* [WHAT THIS TASK INVOLVES]
Answer these questions from the slug glue article below:
1. At which college does Andrew Smith teach biology?
2. Which four kinds of ions hold together the polymers in the slug gel?
3. Which beetle are researchers in Germany looking at more closely?

* [TEXT SECTION]
*****

SLUG GLUE EYED AS ALTERNATIVE FOR SUTURES
Using stitches to bind skin together seems so primitive. Why not use a special slug glue that sticks to skin? Biologists working on that medical technology now think they could make surgical sutures and staples relics from the past.
A number of scientists are currently studying the different kinds of natural adhesives produced by mussels, snails, worms, insects and other living things. Ithaca College biology professor Andrew Smith and his students are carefully collecting slug secretions in an effort to create an effective adhesive derived from it.
Slugs secrete special gels that help them move across a surface. “Gel like this would make an ideal medical adhesive,” Smith told the college. “It would stick to wet surfaces and no matter how much the tissue flexed and bent, the gel would flex and bend with it. There would be no leakage or scarring.”
Surgical staples and sutures are the norm because they can keep bodily fluids put, but these measures can also fail by popping or coming undone. Gluing skin together sounds like it would work better, but the right adhesive needs to stick to wet surfaces and also hold fluids back effectively.
Plucking unsuspecting slugs from their natural environment before they can secrete all their goo in defense, Smith and his students have been able to gather tiny gel samples from slugs in the lab. Studying the substance, he found it to be a dilute, tangled network of polymers held together with zinc, calcium, iron and copper ions.
The hunt for nature-inspired adhesives stretches much farther than slug trails. In Germany researchers are taking a closer look at the asparagus beetle, which attaches its eggs to the vegetable using one of the world’s strongest natural glues. Over at the University of Utah, bioengineering professor Russell Stewart is studying biomimetic underwater adhesives and natural bio-adhesives produced by caddisflies that can spin silk underwater.
Back at Ithaca College, Smith and his colleagues haven’t made a slug-based adhesive to test yet but they’re working on it. After the scientists collected the secretion samples, they froze the substance for future analysis and returned the slugs to the outdoor trails where they originally found them. Hopefully we’ll advance faster with this substance than they do.

*****

* [EXTRACTED DATA]

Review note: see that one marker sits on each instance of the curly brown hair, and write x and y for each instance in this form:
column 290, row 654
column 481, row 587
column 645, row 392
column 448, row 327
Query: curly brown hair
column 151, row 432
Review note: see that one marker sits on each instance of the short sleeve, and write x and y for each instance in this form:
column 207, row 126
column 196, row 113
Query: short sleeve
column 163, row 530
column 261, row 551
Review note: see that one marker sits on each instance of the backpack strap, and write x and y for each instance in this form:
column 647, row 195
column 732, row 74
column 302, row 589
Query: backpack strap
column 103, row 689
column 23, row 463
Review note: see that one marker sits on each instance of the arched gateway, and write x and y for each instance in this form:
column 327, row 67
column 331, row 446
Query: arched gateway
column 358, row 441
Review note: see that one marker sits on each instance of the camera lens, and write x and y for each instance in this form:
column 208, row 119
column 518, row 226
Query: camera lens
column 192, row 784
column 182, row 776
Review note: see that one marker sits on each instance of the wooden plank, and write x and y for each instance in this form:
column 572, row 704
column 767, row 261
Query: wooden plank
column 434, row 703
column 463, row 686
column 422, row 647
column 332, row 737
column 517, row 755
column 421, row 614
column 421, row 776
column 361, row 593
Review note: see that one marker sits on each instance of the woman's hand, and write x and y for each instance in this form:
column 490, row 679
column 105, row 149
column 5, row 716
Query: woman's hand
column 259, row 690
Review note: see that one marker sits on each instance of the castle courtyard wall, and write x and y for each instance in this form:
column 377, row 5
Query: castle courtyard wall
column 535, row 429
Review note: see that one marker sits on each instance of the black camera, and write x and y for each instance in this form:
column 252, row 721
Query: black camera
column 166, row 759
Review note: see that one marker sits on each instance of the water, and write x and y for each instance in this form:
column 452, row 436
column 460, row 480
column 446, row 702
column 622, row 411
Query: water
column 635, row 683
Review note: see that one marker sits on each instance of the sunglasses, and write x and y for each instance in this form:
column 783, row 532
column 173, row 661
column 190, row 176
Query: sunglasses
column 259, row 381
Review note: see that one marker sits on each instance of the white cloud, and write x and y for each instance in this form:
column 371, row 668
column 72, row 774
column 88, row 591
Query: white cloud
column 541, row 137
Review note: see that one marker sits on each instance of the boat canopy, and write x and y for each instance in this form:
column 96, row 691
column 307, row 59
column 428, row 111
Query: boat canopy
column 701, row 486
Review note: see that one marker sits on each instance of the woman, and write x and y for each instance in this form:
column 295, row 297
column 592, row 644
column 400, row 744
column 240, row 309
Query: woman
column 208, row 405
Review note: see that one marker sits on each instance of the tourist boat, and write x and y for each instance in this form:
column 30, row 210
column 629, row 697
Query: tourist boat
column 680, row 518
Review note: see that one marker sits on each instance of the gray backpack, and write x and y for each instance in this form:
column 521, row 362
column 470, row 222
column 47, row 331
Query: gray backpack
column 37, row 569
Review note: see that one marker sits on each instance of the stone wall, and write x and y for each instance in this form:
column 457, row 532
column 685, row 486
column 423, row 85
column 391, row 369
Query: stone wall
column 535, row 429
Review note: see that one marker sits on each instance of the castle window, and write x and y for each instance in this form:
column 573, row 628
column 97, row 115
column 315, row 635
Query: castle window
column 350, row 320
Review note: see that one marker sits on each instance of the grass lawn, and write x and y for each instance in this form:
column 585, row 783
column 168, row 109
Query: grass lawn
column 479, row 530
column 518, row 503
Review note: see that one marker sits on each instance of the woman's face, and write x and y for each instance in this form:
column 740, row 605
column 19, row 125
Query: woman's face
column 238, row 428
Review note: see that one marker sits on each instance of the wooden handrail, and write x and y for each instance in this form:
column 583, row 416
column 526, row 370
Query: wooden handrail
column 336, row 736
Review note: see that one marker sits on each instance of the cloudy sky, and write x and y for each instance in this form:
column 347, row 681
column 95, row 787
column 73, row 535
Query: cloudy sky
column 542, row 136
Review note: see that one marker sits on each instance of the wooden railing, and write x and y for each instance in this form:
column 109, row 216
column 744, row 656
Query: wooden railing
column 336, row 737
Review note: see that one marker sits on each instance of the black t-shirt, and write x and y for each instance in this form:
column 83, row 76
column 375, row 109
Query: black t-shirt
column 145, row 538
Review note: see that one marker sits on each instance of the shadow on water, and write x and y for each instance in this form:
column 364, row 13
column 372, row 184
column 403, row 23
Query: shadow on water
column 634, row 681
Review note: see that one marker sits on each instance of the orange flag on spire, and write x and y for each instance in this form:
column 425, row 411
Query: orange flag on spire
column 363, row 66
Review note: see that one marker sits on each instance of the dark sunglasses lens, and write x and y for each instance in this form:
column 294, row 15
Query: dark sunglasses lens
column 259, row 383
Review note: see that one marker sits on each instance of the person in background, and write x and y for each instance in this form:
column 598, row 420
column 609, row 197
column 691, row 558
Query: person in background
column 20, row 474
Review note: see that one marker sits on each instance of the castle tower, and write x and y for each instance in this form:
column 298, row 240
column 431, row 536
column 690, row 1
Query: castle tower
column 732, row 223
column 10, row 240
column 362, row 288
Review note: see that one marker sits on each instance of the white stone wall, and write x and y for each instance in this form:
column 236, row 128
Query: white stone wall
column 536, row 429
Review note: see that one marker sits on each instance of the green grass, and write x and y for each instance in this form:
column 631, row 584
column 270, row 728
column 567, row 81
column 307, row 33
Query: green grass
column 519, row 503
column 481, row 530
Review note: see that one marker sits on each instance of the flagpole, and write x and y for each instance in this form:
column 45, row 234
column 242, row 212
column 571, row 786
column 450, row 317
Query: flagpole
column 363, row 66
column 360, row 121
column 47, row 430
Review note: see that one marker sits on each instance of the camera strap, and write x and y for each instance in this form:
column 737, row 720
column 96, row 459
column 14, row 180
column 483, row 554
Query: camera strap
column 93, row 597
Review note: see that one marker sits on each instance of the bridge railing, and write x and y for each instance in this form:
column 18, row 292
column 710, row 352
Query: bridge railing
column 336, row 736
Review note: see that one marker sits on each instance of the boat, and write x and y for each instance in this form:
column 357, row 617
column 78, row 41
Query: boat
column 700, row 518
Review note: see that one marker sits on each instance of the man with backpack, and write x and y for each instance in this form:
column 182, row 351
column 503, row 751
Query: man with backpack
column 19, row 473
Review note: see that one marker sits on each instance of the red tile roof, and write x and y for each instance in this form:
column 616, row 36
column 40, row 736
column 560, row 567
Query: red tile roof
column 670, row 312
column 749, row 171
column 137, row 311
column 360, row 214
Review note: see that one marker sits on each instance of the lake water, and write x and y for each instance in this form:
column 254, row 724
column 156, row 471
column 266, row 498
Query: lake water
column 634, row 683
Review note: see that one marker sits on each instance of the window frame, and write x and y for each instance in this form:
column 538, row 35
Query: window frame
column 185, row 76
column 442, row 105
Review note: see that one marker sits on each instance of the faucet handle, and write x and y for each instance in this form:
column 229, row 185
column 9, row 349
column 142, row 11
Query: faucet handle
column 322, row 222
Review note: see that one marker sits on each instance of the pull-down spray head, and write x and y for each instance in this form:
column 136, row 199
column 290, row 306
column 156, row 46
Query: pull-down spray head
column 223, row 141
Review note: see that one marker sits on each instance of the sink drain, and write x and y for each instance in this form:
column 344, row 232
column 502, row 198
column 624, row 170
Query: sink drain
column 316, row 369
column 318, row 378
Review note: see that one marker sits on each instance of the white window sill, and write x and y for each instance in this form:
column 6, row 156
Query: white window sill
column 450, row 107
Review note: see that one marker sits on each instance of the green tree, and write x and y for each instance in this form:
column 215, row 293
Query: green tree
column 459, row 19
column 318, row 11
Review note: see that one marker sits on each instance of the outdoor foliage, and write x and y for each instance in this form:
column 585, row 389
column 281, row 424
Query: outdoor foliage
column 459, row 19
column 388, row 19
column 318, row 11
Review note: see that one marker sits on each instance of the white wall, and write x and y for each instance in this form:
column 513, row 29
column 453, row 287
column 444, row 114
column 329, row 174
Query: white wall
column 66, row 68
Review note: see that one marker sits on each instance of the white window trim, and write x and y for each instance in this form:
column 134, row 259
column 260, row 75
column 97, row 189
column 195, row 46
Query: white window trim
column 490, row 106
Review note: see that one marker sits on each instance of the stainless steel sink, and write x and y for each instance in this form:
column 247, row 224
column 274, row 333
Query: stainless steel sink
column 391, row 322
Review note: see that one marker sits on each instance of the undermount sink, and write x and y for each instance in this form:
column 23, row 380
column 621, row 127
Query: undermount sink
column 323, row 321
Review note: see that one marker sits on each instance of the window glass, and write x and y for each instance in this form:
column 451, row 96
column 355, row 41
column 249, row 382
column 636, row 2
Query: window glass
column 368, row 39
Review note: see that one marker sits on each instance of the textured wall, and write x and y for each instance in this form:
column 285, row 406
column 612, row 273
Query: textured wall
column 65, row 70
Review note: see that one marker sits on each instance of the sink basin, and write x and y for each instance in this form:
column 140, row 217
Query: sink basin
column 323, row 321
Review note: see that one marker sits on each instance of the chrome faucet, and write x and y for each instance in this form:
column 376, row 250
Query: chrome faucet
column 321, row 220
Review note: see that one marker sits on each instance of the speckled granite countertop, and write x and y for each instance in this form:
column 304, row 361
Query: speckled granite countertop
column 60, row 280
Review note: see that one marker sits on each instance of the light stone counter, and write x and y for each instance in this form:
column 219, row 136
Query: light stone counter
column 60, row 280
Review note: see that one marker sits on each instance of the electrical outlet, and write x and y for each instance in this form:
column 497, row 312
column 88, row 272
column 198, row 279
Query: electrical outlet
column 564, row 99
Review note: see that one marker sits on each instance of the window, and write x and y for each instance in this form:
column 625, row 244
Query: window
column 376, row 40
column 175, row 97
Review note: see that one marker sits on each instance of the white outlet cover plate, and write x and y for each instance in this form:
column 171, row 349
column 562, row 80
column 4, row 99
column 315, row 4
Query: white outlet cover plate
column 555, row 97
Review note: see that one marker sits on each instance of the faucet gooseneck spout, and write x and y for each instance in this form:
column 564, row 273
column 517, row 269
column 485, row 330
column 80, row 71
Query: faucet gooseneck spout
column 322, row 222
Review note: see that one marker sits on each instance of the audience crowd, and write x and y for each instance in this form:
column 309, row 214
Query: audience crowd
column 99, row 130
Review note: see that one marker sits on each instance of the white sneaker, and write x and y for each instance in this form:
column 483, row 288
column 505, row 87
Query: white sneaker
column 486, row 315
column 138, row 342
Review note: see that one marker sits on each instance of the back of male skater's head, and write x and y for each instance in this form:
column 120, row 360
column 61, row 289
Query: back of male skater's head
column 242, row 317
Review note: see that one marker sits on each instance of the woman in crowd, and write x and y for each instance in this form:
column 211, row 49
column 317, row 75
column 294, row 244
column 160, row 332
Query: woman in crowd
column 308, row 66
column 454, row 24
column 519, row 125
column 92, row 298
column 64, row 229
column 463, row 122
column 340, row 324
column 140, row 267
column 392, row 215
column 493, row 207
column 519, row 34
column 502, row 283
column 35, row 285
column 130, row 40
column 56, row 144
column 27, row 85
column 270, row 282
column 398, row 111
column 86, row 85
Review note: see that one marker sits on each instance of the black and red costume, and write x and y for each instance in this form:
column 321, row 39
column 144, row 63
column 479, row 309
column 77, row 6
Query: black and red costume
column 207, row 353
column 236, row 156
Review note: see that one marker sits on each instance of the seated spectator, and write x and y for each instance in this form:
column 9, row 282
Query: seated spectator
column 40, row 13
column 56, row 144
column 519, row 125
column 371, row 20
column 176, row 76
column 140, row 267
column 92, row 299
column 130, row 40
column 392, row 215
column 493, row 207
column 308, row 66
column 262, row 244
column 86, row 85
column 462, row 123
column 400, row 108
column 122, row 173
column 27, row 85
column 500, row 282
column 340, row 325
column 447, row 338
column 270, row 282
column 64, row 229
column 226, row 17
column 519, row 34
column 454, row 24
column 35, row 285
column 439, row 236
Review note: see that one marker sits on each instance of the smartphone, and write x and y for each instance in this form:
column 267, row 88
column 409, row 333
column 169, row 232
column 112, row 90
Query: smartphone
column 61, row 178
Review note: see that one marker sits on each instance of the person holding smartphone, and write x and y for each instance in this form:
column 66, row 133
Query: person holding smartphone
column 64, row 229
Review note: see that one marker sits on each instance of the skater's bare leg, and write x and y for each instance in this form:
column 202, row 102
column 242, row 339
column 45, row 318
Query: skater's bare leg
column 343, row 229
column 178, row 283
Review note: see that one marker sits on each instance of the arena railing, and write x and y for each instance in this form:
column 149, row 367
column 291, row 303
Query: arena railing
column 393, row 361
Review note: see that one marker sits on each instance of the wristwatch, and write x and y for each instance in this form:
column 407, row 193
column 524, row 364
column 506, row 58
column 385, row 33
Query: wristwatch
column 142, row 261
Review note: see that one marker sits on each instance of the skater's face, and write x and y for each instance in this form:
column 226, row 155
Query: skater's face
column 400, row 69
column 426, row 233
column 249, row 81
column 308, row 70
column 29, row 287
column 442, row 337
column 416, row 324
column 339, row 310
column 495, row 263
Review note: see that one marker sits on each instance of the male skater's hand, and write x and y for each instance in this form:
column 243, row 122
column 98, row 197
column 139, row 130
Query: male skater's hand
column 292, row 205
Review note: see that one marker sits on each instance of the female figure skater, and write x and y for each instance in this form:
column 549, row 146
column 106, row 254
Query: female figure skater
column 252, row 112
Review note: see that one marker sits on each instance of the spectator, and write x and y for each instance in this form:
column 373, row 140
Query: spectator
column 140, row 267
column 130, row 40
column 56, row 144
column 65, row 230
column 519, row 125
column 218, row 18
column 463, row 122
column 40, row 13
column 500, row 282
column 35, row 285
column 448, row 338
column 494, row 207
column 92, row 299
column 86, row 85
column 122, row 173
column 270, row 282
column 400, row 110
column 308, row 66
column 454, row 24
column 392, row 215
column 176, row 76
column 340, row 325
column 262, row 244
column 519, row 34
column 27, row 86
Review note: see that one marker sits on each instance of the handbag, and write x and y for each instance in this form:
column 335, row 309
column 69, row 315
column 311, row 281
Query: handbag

*****

* [RESULT BELOW]
1. Ithaca College
2. Zinc, calcium, iron and copper ions
3. The asparagus beetle